Your goal:
Format the listing below as a Markdown table with the columns Row and Line text, giving each line its own numbered row. Start at the line containing "You are given a photograph. Locate the black collar" and end at the end of the listing, both included, and leave out the pictures and any blank lines.

=== Record set ===

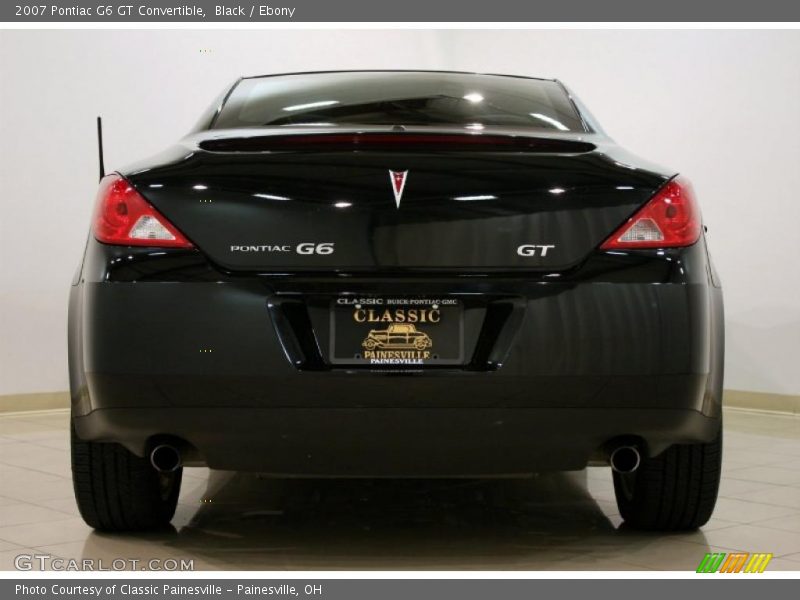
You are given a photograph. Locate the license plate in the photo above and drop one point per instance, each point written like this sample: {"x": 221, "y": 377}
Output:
{"x": 387, "y": 332}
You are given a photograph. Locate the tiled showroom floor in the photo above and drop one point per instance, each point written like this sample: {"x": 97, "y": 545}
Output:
{"x": 555, "y": 521}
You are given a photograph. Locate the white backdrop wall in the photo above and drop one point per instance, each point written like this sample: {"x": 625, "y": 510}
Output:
{"x": 722, "y": 107}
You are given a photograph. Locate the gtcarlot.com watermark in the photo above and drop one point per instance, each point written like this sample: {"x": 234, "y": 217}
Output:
{"x": 46, "y": 562}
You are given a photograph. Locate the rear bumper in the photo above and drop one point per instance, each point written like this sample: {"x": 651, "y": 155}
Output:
{"x": 558, "y": 368}
{"x": 414, "y": 442}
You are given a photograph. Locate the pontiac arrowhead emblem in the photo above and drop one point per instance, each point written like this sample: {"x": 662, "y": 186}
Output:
{"x": 398, "y": 179}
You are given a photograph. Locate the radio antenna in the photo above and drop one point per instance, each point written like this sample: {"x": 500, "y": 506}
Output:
{"x": 100, "y": 146}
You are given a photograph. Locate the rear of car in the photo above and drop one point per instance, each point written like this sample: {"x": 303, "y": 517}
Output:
{"x": 405, "y": 274}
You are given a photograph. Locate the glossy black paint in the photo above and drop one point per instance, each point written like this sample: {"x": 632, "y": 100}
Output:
{"x": 229, "y": 354}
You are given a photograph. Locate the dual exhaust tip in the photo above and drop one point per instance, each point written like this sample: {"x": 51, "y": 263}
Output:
{"x": 165, "y": 458}
{"x": 625, "y": 459}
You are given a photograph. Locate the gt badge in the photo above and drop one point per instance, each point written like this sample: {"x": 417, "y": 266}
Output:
{"x": 398, "y": 179}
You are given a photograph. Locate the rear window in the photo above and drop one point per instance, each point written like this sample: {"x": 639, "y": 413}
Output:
{"x": 399, "y": 98}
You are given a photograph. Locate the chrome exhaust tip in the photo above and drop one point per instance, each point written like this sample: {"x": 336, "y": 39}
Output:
{"x": 625, "y": 459}
{"x": 165, "y": 458}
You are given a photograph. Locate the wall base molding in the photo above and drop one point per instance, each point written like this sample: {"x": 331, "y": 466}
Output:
{"x": 782, "y": 403}
{"x": 30, "y": 402}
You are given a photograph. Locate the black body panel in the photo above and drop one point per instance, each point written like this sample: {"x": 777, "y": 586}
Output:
{"x": 459, "y": 210}
{"x": 227, "y": 353}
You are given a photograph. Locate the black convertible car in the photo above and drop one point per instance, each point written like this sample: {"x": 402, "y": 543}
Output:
{"x": 402, "y": 274}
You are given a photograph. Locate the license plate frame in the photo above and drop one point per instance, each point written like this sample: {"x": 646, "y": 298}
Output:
{"x": 382, "y": 331}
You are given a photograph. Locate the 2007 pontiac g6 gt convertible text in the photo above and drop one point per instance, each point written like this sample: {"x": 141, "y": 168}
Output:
{"x": 401, "y": 274}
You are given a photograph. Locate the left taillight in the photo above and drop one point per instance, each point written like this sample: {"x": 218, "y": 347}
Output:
{"x": 670, "y": 219}
{"x": 123, "y": 217}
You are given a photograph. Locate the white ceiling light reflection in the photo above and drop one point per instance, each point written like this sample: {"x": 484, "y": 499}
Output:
{"x": 550, "y": 120}
{"x": 319, "y": 104}
{"x": 271, "y": 197}
{"x": 474, "y": 198}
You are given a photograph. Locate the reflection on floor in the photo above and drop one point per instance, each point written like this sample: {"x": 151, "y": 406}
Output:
{"x": 554, "y": 521}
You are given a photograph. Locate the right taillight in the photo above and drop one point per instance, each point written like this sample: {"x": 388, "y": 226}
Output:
{"x": 123, "y": 217}
{"x": 670, "y": 219}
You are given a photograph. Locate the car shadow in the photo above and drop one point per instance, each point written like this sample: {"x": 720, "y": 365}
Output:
{"x": 241, "y": 521}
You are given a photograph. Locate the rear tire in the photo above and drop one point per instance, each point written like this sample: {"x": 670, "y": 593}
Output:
{"x": 119, "y": 491}
{"x": 674, "y": 491}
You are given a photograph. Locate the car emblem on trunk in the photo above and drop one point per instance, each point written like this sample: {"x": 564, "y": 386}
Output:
{"x": 398, "y": 179}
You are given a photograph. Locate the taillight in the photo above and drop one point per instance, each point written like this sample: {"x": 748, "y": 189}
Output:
{"x": 124, "y": 218}
{"x": 670, "y": 219}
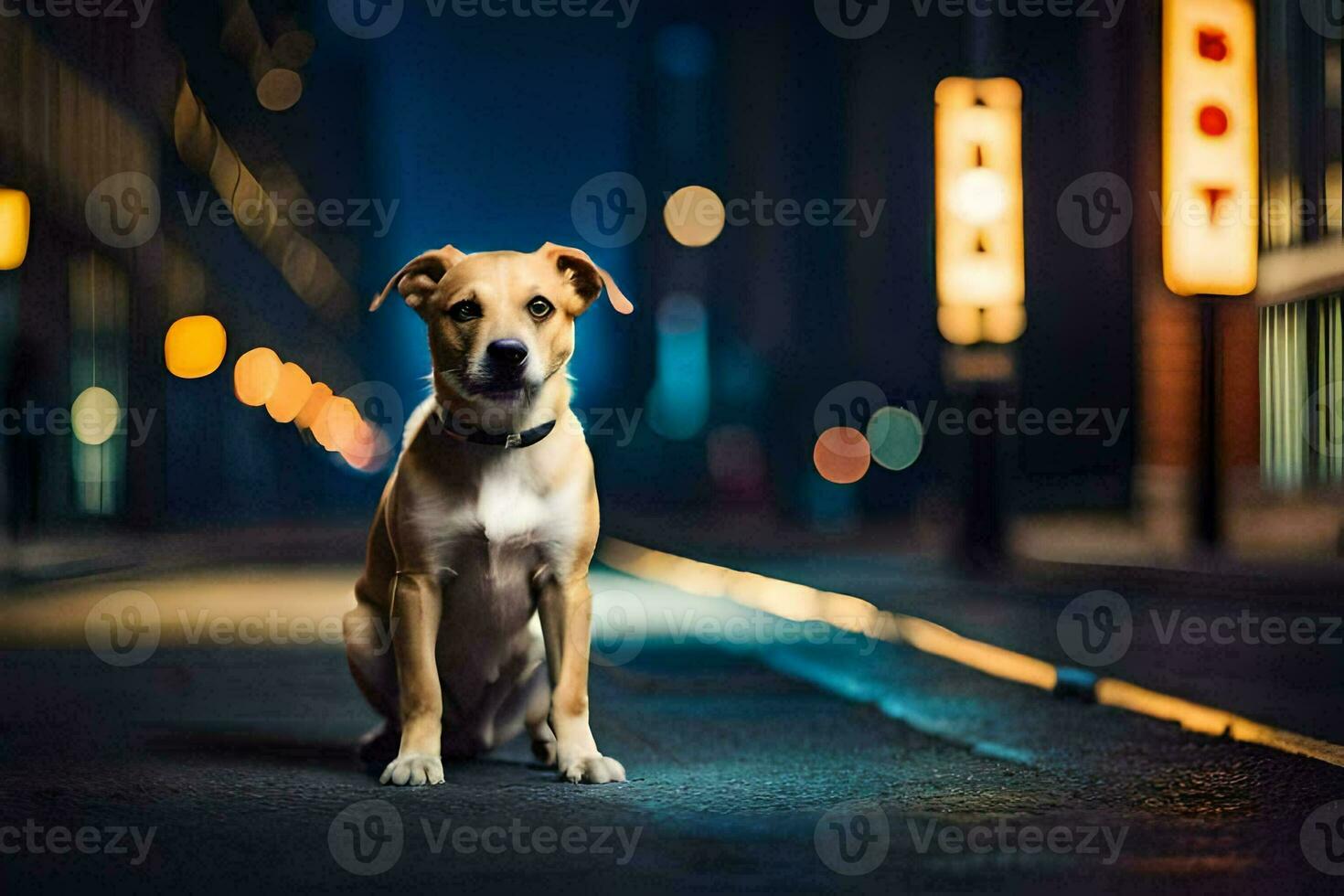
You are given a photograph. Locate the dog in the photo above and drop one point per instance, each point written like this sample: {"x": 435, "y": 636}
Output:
{"x": 479, "y": 551}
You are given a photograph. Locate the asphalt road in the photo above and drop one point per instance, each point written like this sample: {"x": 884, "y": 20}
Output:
{"x": 763, "y": 763}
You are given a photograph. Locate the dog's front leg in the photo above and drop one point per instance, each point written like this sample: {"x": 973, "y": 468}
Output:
{"x": 566, "y": 610}
{"x": 417, "y": 609}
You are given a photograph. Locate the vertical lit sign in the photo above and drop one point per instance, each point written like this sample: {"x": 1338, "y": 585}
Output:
{"x": 1210, "y": 148}
{"x": 977, "y": 197}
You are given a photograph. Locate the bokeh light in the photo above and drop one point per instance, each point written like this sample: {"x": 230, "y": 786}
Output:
{"x": 336, "y": 423}
{"x": 291, "y": 392}
{"x": 895, "y": 437}
{"x": 960, "y": 324}
{"x": 368, "y": 449}
{"x": 694, "y": 215}
{"x": 94, "y": 415}
{"x": 1004, "y": 323}
{"x": 195, "y": 347}
{"x": 314, "y": 407}
{"x": 15, "y": 215}
{"x": 841, "y": 454}
{"x": 256, "y": 377}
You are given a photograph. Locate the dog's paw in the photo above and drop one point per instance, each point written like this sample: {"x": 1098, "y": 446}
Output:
{"x": 593, "y": 770}
{"x": 545, "y": 752}
{"x": 414, "y": 770}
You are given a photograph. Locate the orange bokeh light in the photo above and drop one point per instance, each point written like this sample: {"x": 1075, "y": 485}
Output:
{"x": 368, "y": 449}
{"x": 194, "y": 347}
{"x": 314, "y": 407}
{"x": 256, "y": 377}
{"x": 841, "y": 454}
{"x": 291, "y": 392}
{"x": 336, "y": 423}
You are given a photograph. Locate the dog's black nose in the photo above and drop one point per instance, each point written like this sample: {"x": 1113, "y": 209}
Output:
{"x": 507, "y": 352}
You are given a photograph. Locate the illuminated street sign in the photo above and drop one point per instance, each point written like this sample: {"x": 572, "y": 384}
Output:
{"x": 977, "y": 186}
{"x": 1210, "y": 148}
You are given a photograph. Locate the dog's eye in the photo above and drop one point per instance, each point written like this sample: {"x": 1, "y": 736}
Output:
{"x": 464, "y": 312}
{"x": 539, "y": 308}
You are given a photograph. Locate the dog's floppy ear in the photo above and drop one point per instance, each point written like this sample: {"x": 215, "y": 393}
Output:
{"x": 418, "y": 278}
{"x": 588, "y": 278}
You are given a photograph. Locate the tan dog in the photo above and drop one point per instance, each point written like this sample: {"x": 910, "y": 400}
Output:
{"x": 486, "y": 524}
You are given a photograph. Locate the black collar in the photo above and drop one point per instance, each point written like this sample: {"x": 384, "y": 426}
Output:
{"x": 476, "y": 435}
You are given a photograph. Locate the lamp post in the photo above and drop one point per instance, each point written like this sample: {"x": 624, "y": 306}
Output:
{"x": 1210, "y": 192}
{"x": 980, "y": 272}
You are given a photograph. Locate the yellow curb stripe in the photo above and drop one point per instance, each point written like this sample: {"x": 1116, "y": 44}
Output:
{"x": 803, "y": 603}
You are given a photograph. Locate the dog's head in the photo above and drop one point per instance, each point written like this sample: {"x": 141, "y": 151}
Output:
{"x": 502, "y": 324}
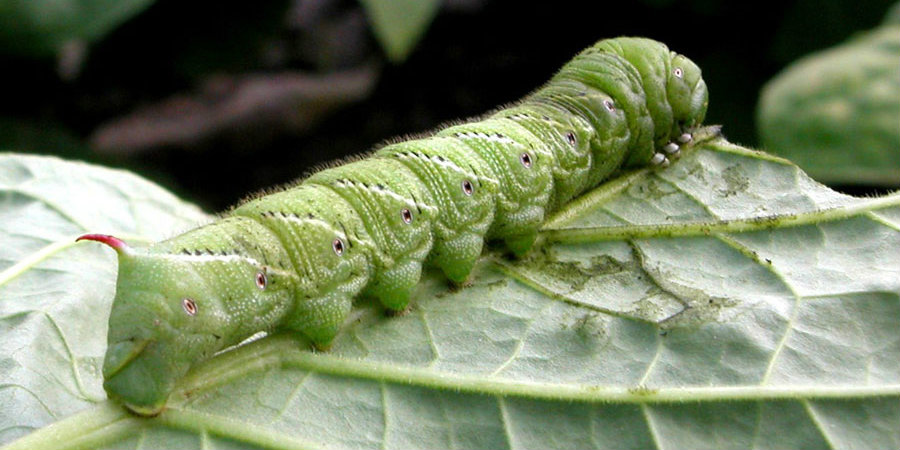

===

Response:
| Row | Line text |
|---|---|
| 1 | You are given a photograph. Locate the black collar in the photo above and drop one point per instance, each point written like this sample: {"x": 384, "y": 426} |
| 2 | Output: |
| 3 | {"x": 476, "y": 435} |
| 4 | You are given a photograph. Locate the lamp post in the photo above and drop one point per instance, each point written like this sample: {"x": 624, "y": 306} |
| 5 | Output: |
| 6 | {"x": 1210, "y": 192} |
| 7 | {"x": 980, "y": 272} |
| 8 | You are given a photograph. Locate the yellow curb stripe in the photo above and drop one point per instance, each point written like this sample: {"x": 1116, "y": 44} |
| 9 | Output: |
| 10 | {"x": 803, "y": 603} |
| 11 | You are given a photograph. Locate the dog's head in the photo above and drop one point per instance, each point written like this sample: {"x": 141, "y": 151} |
| 12 | Output: |
| 13 | {"x": 502, "y": 324} |